- **Zu erledigen**
A - Nennen Sie alle Substantive im Text über Überstunden, die mit „Arbeit“ beginnen, und führen Sie dabei jede vorkommende Wortform einmal auf.
B - Setzen Sie den Text über Überstunden im Anschluss an seinen letzten Satz fort.

Angesichts der hohen Arbeitslosigkeit hatten in den vergangenen Monaten die hohen Überstundenzahlen mehrfach für Schlagzeilen gesorgt. Die Arbeitgebervertreter wollten nicht darauf verzichten, mit der Begründung, daß qualifizierte Mitarbeiter weiterhin rar seien. Gewerkschaftsvertreter gingen ihrerseits so weit, von der Politik eine gesetzliche Beschränkung der Überstunden zu verlangen. Die deutsche Rechtslage ist nämlich in dieser Frage recht lückenhaft. Die regelmäßige werktägliche Arbeitszeit ist auf maximal acht Stunden festgelegt worden, den Überstunden wird aber keine Grenze nach oben gesetzt.

Der Bundeskanzler Gerhard Schröder möchte sich am liebsten aus dem Streit heraushalten, um die Arbeitgeber nach der Durchsetzung des neuen Betriebsverfassungsgesetzes nicht weiter zu verprellen. Er verweist daher auf die Tarifautonomie. Und doch geht es hier - im Unterschied zur Betriebsverfassung - gerade nicht um eine wirtschaftliche Frage, sondern um eine Rechtsfrage. Die Arbeitszeit sollte nicht vom Zustand der Gewerkschaftskassen, sondern von der gesamtstaatlichen demokratischen Mehrheit abhängen. Dabei geht es nicht nur um eine Begrenzung nach oben, sondern auch nach unten, dies allerdings nicht im Sinne irgendwelchem Arbeitszwang. Die vom Staate - nach Beruf und Lebenssituation differenzierten - festgelegten minimalen und maximalen Arbeitszeiten dienen als Grundlage zur Einkommensberechnung. Wer partout nicht arbeiten will, ist dann auf die Spendebereitschaft anderer Menschen angewiesen.

- **Datenauszug**
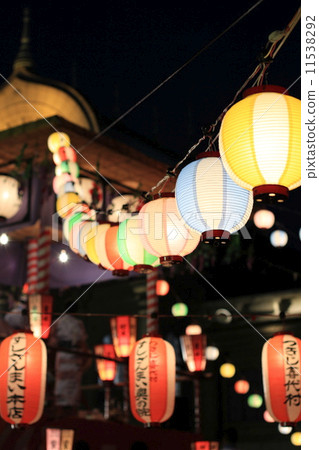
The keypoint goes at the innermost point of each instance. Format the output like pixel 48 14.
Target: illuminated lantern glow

- **Als Antwort**
A - Arbeitslosigkeit, Arbeitgebervertreter, Arbeitszeit, Arbeitgeber, Arbeitszwang, Arbeitszeiten

B -
Mit diesem Ansatz unterscheidet sich die soziale Dreigliederung sowohl von der aktuellen Praxis, wie von heutigen Überlegungen zur Schaffung eines staatlich garantierten Grundeinkommens. Daß die Idee eines solchen Grundeinkommens gerade bei manchen Dreigliederern auf Zustimmung stößt, liegt daran, daß Rudolf Steiner sich für eine radikale Trennung von Arbeit und Einkommen ausspricht. Genauer gesagt geht es bei ihm - und damit bei der sozialen Dreigliederung - um eine Trennung von Arbeitsfähigkeit, Arbeitswillen und Einkommen beziehungsweise Profit. Trennung meint nämlich bei ihm immer Gliederung zwischen Geistesleben, Rechtsleben und Wirtschaftsleben.

Zu einem richtigen Arbeitswillen kommt es demnach erst durch die erwähnte demokratische Bestimmung der Arbeitszeit und nicht schon durch das Einkommen. Nur unter dieser Bedingung können die voll ausgebildeten individiduellen Fähigkeiten auf Dauer zur Tätigkeit befeuern. Sie bilden sonst nur kurzfristig einen Ersatz für den Erwerbstrieb. Das Engagement wird zum Strohfeuer. Dann folgt die Ernüchterung und die Suche nach Steinerzitaten über die Trennung von Arbeit und Einkommen. Unter solchen Bedingungen möchte nämlich keiner mehr arbeiten.

Dies haben die Arbeitgebervertreter wohl noch nicht verstanden. Sie wehren sich stattdessen gegen eine Beschränkung der Überstunden mit dem Argument, daß ihre wenigen hochmotivierten Mitarbeiter nicht gebremst werden dürfen. Schon verständlich, es fragt sich nur warum es so wenige sind. Würde man ihnen - statt den Politikern - die Lenkung des Bildungswesens überlassen, würden es noch weniger sein.